What to produce - Reproduce the part of the Meta AI spending text between "Meta's AI bill" and "long-term compute contracts.", inclusive, word for word.

Reading passage -
┌────────

Zuckerberg's own language around AI and jobs was unusually stark, even by Silicon Valley's habit of mistaking people for 'resources.' 'We are seeing more and more examples where one or two people are building something in a week that would have previously taken dozens of people months,' he told investors. In the same breath, he insisted that 'people will be more important in the future, not less,' a reassurance that sits awkwardly alongside thousands of pink slips.

Meta's AI bill dwarfs what it spends on actual humans. The company's AI capital spending is now estimated at roughly four to five times its total employee compensation costs. Even if, in a deliberately extreme thought experiment, Meta were to erase its entire workforce, it would save around $27 billion in payroll — still only a slice of a $145 billion infrastructure budget. In other words, the limiting factor on Zuckerberg's ambitions is no longer how many engineers he can hire, but how many GPUs he can buy and the electricity required to feed them.

AI Layoffs and Meta Spending Spree

The Meta layoffs and AI splurge sit within a wider shift among US tech giants that now dominate cloud and AI infrastructure. Amazon, Microsoft and Alphabet are all moving in the same direction, with fewer people on the payroll and far more money invested in servers, chips and long-term compute contracts.

Amazon has spent $43.2 billion in cash capital expenditure in the first quarter alone, while trimming roughly 30,000 jobs over the past five months. Microsoft booked $34.9 billion in capex in the same period and has locked in an additional $250 billion commitment to Azure capacity from OpenAI. Alphabet has raised its own 2026 capital expenditure range to between $180 billion and $190 billion and has already indicated that 2027 spending will be 'significantly' higher.

└────────

Supplied entries -

┌────────

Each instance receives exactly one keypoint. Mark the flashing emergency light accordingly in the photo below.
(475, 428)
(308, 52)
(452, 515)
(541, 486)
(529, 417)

└────────

Exercise answer -
Meta's AI bill dwarfs what it spends on actual humans. The company's AI capital spending is now estimated at roughly four to five times its total employee compensation costs. Even if, in a deliberately extreme thought experiment, Meta were to erase its entire workforce, it would save around $27 billion in payroll — still only a slice of a $145 billion infrastructure budget. In other words, the limiting factor on Zuckerberg's ambitions is no longer how many engineers he can hire, but how many GPUs he can buy and the electricity required to feed them.

AI Layoffs and Meta Spending Spree

The Meta layoffs and AI splurge sit within a wider shift among US tech giants that now dominate cloud and AI infrastructure. Amazon, Microsoft and Alphabet are all moving in the same direction, with fewer people on the payroll and far more money invested in servers, chips and long-term compute contracts.